▶ [THE TASK]
Change "macbook" to "laptop" in the records from the line containing "table in the photo above." through the end of the records, reproducing those lines with everything else unchanged.

▶ [PROVIDED ENTRIES]
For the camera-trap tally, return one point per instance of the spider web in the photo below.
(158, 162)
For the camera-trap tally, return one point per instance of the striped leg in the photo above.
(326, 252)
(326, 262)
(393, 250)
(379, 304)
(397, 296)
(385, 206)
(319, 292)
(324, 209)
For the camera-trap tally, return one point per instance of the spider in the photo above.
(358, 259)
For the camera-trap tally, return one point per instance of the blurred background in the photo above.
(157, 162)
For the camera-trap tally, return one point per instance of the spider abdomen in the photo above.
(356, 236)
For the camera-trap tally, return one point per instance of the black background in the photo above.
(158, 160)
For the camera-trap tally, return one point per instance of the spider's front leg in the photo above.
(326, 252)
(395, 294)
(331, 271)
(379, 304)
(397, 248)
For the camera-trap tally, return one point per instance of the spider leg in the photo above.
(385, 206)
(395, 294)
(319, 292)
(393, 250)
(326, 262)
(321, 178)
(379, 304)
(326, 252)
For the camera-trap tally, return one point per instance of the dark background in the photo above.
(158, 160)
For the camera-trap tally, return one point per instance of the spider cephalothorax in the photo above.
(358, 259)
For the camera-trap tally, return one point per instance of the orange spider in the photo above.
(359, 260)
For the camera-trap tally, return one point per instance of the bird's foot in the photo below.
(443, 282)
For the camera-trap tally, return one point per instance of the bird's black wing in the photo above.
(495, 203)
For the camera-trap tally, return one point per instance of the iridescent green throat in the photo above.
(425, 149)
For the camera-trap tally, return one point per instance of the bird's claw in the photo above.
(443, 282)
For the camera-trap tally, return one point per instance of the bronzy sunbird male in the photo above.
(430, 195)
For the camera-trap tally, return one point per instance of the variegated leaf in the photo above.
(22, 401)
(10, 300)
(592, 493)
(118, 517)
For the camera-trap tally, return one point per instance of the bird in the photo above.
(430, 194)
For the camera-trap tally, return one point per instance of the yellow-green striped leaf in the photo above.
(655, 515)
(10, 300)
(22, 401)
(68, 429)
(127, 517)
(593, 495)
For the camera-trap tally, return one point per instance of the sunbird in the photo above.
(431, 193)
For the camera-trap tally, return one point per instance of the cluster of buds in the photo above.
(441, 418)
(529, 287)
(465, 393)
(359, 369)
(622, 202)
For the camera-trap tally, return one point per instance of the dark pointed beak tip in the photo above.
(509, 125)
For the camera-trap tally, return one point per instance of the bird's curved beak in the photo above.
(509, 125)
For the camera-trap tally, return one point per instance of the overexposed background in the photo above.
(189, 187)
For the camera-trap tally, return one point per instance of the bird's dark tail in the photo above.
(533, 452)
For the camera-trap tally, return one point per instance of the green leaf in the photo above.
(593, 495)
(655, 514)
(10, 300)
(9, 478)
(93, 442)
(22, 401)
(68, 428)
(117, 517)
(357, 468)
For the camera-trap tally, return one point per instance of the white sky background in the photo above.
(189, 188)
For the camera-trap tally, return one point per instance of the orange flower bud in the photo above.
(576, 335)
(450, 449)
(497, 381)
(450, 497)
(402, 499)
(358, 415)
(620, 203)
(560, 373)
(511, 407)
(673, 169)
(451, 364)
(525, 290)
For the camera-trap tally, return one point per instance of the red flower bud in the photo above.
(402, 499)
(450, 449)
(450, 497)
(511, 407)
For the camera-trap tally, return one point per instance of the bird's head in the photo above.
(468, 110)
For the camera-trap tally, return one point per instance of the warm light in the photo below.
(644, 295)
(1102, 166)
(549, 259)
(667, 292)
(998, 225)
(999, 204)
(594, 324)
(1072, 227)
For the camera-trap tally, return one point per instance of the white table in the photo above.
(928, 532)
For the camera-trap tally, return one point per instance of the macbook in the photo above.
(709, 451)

▶ [FINISHED TASK]
For the camera-trap tally, return one point per instance of the white table in the photo above.
(928, 532)
For the camera-trap tally, return one point per instance of the laptop in the photo above.
(709, 451)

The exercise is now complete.